EXERCISES ▸
1. In the passage on González Luna's family, who designed the house the family lived in?
2. From the passage on González Luna's family, set down word for word the part that opens with the words containing "The house that" and closes with "party in 1968.".

SELECTED EXTRACT ▸
********
González Luna married Amparo Morfín González on 12 January 1923. They had eight children. Efraín González Luna Morfín, or simply Efraín González Morfín, like his father, was a presidential candidate for the PAN, unsuccessfully running in 1970. Gómez Morín was González Morfín's godfather. Through González Morfín, González Luna had four grandchildren. González Morfín's son Ignacio, like his grandfather, was a PAN candidate in Jalisco in 1964 and 1967, and the president of the PAN in Jalisco from 1965 to 1967.

The house that the family lived in was designed by the famous architect Luis Barragán, who was González Luna's brother-in-law, being married to González Luna's wife's sister. González Luna's brother, Ramiro González Luna, was a federal deputy for PAN from 1967 to 1970, but left the party in 1968.
********
DATASET ▸
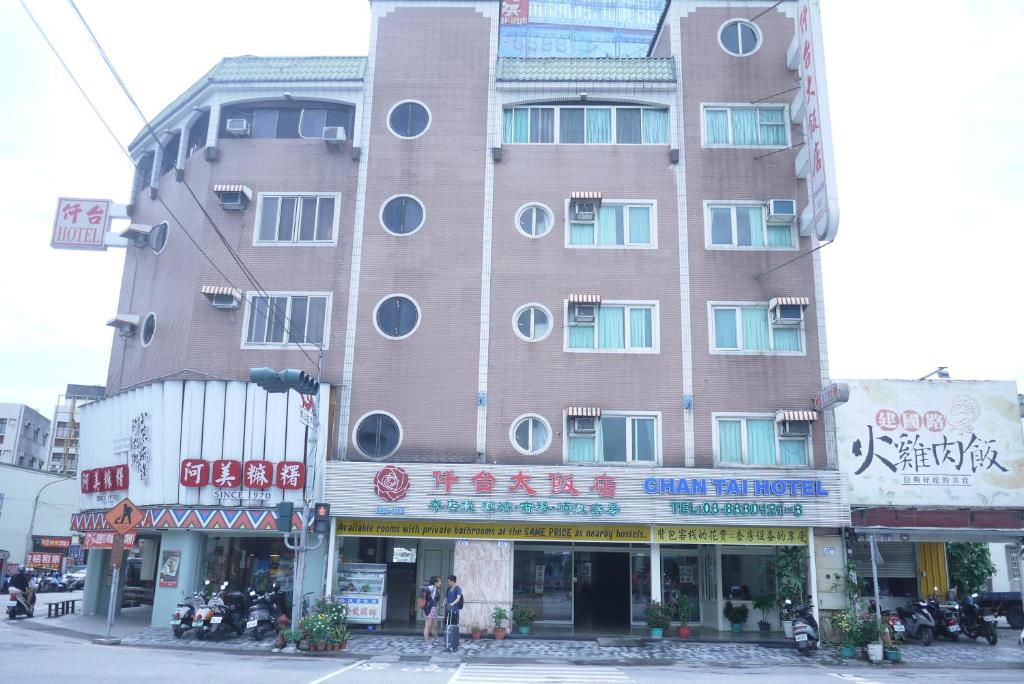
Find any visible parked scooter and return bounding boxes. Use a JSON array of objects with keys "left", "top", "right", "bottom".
[
  {"left": 926, "top": 598, "right": 961, "bottom": 641},
  {"left": 785, "top": 599, "right": 819, "bottom": 655},
  {"left": 246, "top": 582, "right": 285, "bottom": 641},
  {"left": 896, "top": 601, "right": 935, "bottom": 646},
  {"left": 959, "top": 594, "right": 998, "bottom": 646}
]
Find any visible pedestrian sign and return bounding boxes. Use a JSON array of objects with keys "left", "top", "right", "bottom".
[{"left": 103, "top": 499, "right": 142, "bottom": 535}]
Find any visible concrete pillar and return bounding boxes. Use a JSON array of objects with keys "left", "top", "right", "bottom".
[{"left": 151, "top": 529, "right": 203, "bottom": 627}]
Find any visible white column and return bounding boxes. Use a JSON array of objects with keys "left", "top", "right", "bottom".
[{"left": 807, "top": 527, "right": 821, "bottom": 625}]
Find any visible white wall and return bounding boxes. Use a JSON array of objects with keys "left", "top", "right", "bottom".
[{"left": 0, "top": 464, "right": 78, "bottom": 563}]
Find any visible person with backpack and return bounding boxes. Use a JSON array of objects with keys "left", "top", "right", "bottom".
[{"left": 418, "top": 574, "right": 441, "bottom": 641}]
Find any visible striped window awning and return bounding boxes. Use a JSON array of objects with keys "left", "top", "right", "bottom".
[
  {"left": 565, "top": 407, "right": 601, "bottom": 418},
  {"left": 775, "top": 411, "right": 818, "bottom": 423},
  {"left": 768, "top": 297, "right": 811, "bottom": 309},
  {"left": 213, "top": 183, "right": 253, "bottom": 200},
  {"left": 200, "top": 285, "right": 242, "bottom": 300}
]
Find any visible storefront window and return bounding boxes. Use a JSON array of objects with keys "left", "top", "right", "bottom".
[{"left": 512, "top": 546, "right": 572, "bottom": 623}]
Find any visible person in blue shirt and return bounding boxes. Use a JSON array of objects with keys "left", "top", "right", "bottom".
[{"left": 444, "top": 574, "right": 464, "bottom": 625}]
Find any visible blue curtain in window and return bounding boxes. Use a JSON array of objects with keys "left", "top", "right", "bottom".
[
  {"left": 569, "top": 326, "right": 594, "bottom": 349},
  {"left": 746, "top": 419, "right": 775, "bottom": 466},
  {"left": 633, "top": 418, "right": 654, "bottom": 461},
  {"left": 587, "top": 109, "right": 611, "bottom": 144},
  {"left": 597, "top": 306, "right": 626, "bottom": 349},
  {"left": 630, "top": 308, "right": 654, "bottom": 349},
  {"left": 715, "top": 309, "right": 739, "bottom": 349},
  {"left": 732, "top": 108, "right": 758, "bottom": 144},
  {"left": 569, "top": 437, "right": 597, "bottom": 463},
  {"left": 643, "top": 110, "right": 669, "bottom": 144},
  {"left": 774, "top": 327, "right": 800, "bottom": 351},
  {"left": 718, "top": 421, "right": 743, "bottom": 463},
  {"left": 742, "top": 308, "right": 771, "bottom": 351},
  {"left": 705, "top": 110, "right": 729, "bottom": 144},
  {"left": 597, "top": 207, "right": 623, "bottom": 245},
  {"left": 630, "top": 207, "right": 650, "bottom": 245},
  {"left": 778, "top": 439, "right": 807, "bottom": 466},
  {"left": 569, "top": 223, "right": 594, "bottom": 245}
]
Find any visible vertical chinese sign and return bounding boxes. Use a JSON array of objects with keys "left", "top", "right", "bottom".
[
  {"left": 797, "top": 0, "right": 839, "bottom": 242},
  {"left": 50, "top": 198, "right": 111, "bottom": 250}
]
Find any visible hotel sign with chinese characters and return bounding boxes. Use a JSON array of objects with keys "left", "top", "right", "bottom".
[{"left": 325, "top": 463, "right": 850, "bottom": 526}]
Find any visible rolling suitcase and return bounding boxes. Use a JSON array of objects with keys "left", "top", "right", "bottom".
[{"left": 444, "top": 610, "right": 459, "bottom": 653}]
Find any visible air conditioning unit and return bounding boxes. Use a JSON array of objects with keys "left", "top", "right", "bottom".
[
  {"left": 224, "top": 119, "right": 249, "bottom": 138},
  {"left": 569, "top": 416, "right": 597, "bottom": 434},
  {"left": 572, "top": 304, "right": 597, "bottom": 323},
  {"left": 778, "top": 421, "right": 811, "bottom": 437},
  {"left": 219, "top": 190, "right": 249, "bottom": 211},
  {"left": 210, "top": 295, "right": 239, "bottom": 309},
  {"left": 771, "top": 304, "right": 804, "bottom": 326},
  {"left": 768, "top": 200, "right": 797, "bottom": 223}
]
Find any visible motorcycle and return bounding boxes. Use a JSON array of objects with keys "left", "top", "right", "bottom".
[
  {"left": 7, "top": 587, "right": 36, "bottom": 619},
  {"left": 896, "top": 601, "right": 935, "bottom": 646},
  {"left": 246, "top": 582, "right": 284, "bottom": 641},
  {"left": 785, "top": 599, "right": 819, "bottom": 655},
  {"left": 171, "top": 592, "right": 206, "bottom": 639},
  {"left": 926, "top": 598, "right": 961, "bottom": 641},
  {"left": 959, "top": 594, "right": 998, "bottom": 646}
]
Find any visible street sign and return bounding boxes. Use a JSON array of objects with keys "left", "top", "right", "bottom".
[{"left": 103, "top": 499, "right": 142, "bottom": 536}]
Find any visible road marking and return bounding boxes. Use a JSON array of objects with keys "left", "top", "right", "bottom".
[
  {"left": 449, "top": 662, "right": 633, "bottom": 684},
  {"left": 309, "top": 660, "right": 366, "bottom": 684}
]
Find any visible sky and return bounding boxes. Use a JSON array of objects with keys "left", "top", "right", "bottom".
[{"left": 0, "top": 0, "right": 1024, "bottom": 416}]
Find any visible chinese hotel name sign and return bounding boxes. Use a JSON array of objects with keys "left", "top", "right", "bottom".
[{"left": 836, "top": 380, "right": 1024, "bottom": 507}]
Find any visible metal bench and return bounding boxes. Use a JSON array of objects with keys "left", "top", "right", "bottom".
[{"left": 46, "top": 599, "right": 81, "bottom": 617}]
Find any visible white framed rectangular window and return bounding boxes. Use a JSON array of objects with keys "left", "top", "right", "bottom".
[
  {"left": 705, "top": 202, "right": 799, "bottom": 250},
  {"left": 700, "top": 104, "right": 790, "bottom": 147},
  {"left": 563, "top": 300, "right": 660, "bottom": 354},
  {"left": 563, "top": 411, "right": 662, "bottom": 466},
  {"left": 708, "top": 302, "right": 806, "bottom": 356},
  {"left": 712, "top": 413, "right": 812, "bottom": 468},
  {"left": 565, "top": 200, "right": 657, "bottom": 249},
  {"left": 242, "top": 292, "right": 332, "bottom": 349},
  {"left": 253, "top": 193, "right": 341, "bottom": 246}
]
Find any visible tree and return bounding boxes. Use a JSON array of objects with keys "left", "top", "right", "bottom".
[{"left": 946, "top": 542, "right": 995, "bottom": 596}]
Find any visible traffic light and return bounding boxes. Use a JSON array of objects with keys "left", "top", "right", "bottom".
[
  {"left": 313, "top": 504, "right": 331, "bottom": 535},
  {"left": 278, "top": 501, "right": 295, "bottom": 532}
]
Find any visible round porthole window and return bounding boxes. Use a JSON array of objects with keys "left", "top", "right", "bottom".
[
  {"left": 353, "top": 411, "right": 401, "bottom": 461},
  {"left": 142, "top": 311, "right": 157, "bottom": 347},
  {"left": 374, "top": 295, "right": 420, "bottom": 340},
  {"left": 387, "top": 99, "right": 430, "bottom": 138},
  {"left": 511, "top": 414, "right": 551, "bottom": 456},
  {"left": 516, "top": 204, "right": 554, "bottom": 238},
  {"left": 514, "top": 304, "right": 551, "bottom": 342},
  {"left": 381, "top": 195, "right": 423, "bottom": 236},
  {"left": 150, "top": 221, "right": 167, "bottom": 254},
  {"left": 718, "top": 19, "right": 761, "bottom": 57}
]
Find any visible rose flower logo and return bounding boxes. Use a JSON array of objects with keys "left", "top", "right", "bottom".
[{"left": 374, "top": 466, "right": 409, "bottom": 502}]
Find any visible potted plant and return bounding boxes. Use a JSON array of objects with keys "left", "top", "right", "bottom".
[
  {"left": 722, "top": 601, "right": 750, "bottom": 634},
  {"left": 676, "top": 594, "right": 692, "bottom": 639},
  {"left": 754, "top": 594, "right": 775, "bottom": 632},
  {"left": 643, "top": 601, "right": 671, "bottom": 639},
  {"left": 512, "top": 605, "right": 537, "bottom": 634},
  {"left": 490, "top": 606, "right": 509, "bottom": 641}
]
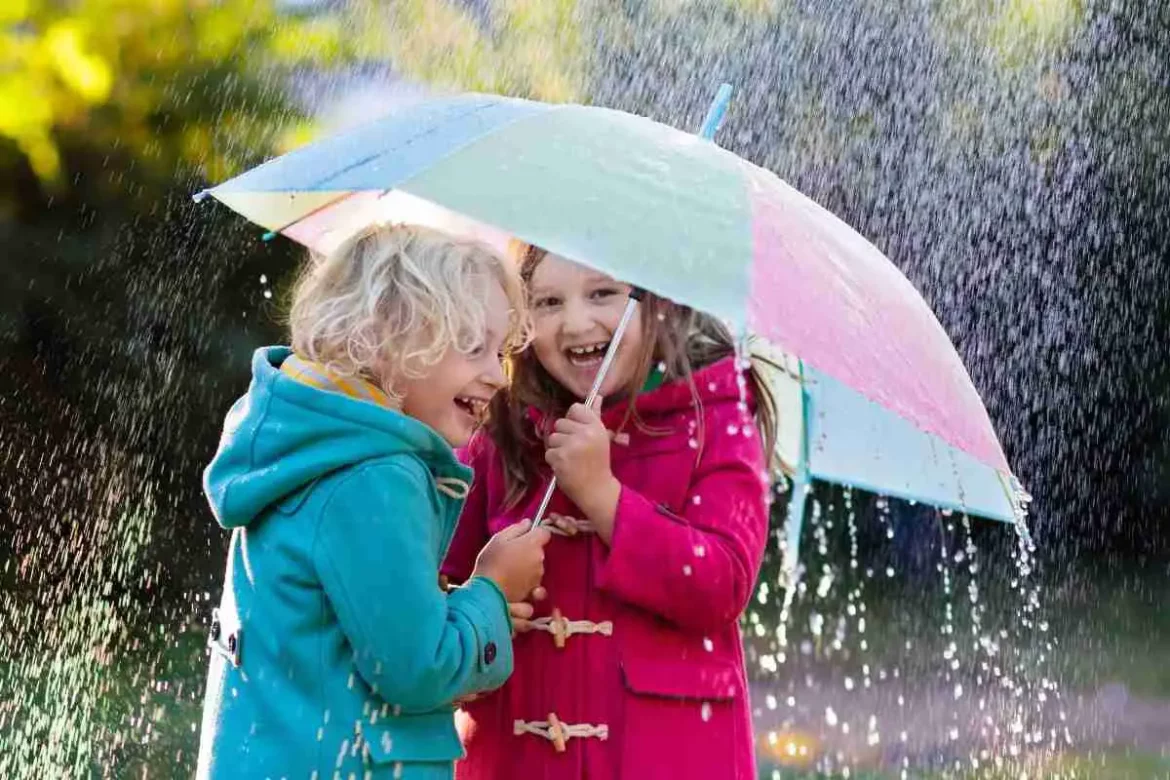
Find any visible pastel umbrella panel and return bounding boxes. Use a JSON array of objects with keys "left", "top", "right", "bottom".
[{"left": 196, "top": 95, "right": 1016, "bottom": 577}]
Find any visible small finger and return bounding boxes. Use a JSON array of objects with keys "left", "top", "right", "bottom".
[
  {"left": 508, "top": 601, "right": 536, "bottom": 620},
  {"left": 552, "top": 417, "right": 586, "bottom": 434},
  {"left": 565, "top": 403, "right": 599, "bottom": 424}
]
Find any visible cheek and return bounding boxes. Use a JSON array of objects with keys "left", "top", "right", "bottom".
[{"left": 529, "top": 322, "right": 560, "bottom": 363}]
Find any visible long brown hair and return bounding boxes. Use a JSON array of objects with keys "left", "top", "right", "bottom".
[{"left": 486, "top": 244, "right": 777, "bottom": 509}]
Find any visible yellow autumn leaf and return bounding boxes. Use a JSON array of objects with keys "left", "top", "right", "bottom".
[
  {"left": 0, "top": 0, "right": 33, "bottom": 25},
  {"left": 43, "top": 20, "right": 113, "bottom": 104}
]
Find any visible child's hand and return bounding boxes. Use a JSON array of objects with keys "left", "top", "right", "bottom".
[
  {"left": 508, "top": 601, "right": 536, "bottom": 636},
  {"left": 544, "top": 398, "right": 621, "bottom": 524},
  {"left": 472, "top": 520, "right": 552, "bottom": 603}
]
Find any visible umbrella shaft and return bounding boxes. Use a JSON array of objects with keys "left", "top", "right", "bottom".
[{"left": 532, "top": 295, "right": 641, "bottom": 529}]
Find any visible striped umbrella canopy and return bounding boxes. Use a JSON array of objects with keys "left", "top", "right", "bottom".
[{"left": 197, "top": 92, "right": 1025, "bottom": 580}]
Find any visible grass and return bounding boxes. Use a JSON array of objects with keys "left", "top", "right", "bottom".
[{"left": 759, "top": 750, "right": 1170, "bottom": 780}]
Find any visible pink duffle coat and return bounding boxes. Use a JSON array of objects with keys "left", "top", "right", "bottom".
[{"left": 445, "top": 358, "right": 768, "bottom": 780}]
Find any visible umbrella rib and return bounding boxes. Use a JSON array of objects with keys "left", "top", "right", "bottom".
[
  {"left": 312, "top": 103, "right": 535, "bottom": 192},
  {"left": 264, "top": 189, "right": 390, "bottom": 241}
]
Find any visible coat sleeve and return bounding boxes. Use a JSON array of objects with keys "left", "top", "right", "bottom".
[
  {"left": 600, "top": 411, "right": 768, "bottom": 631},
  {"left": 314, "top": 460, "right": 512, "bottom": 712},
  {"left": 442, "top": 442, "right": 495, "bottom": 584}
]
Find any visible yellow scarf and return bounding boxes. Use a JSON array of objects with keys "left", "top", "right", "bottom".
[{"left": 281, "top": 354, "right": 398, "bottom": 409}]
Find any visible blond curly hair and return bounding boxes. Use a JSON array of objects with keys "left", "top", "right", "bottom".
[{"left": 289, "top": 225, "right": 530, "bottom": 400}]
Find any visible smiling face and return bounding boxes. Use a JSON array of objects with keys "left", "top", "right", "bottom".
[
  {"left": 529, "top": 254, "right": 644, "bottom": 399},
  {"left": 395, "top": 283, "right": 510, "bottom": 447}
]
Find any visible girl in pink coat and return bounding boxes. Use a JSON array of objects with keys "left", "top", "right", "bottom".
[{"left": 445, "top": 248, "right": 773, "bottom": 780}]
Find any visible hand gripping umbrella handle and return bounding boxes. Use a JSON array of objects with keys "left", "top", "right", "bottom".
[{"left": 532, "top": 288, "right": 646, "bottom": 529}]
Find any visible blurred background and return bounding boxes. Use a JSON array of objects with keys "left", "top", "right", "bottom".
[{"left": 0, "top": 0, "right": 1170, "bottom": 778}]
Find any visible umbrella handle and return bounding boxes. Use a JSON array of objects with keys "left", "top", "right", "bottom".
[{"left": 532, "top": 288, "right": 646, "bottom": 530}]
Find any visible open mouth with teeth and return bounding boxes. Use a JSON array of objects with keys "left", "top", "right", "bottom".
[
  {"left": 565, "top": 341, "right": 610, "bottom": 366},
  {"left": 446, "top": 395, "right": 488, "bottom": 423}
]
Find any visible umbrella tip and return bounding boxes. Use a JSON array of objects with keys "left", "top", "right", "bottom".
[{"left": 698, "top": 83, "right": 731, "bottom": 140}]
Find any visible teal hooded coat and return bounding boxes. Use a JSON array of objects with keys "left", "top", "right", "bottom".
[{"left": 198, "top": 347, "right": 512, "bottom": 780}]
********
EXERCISE RESULTS ▸
1. Luis Barragán

2.
The house that the family lived in was designed by the famous architect Luis Barragán, who was González Luna's brother-in-law, being married to González Luna's wife's sister. González Luna's brother, Ramiro González Luna, was a federal deputy for PAN from 1967 to 1970, but left the party in 1968.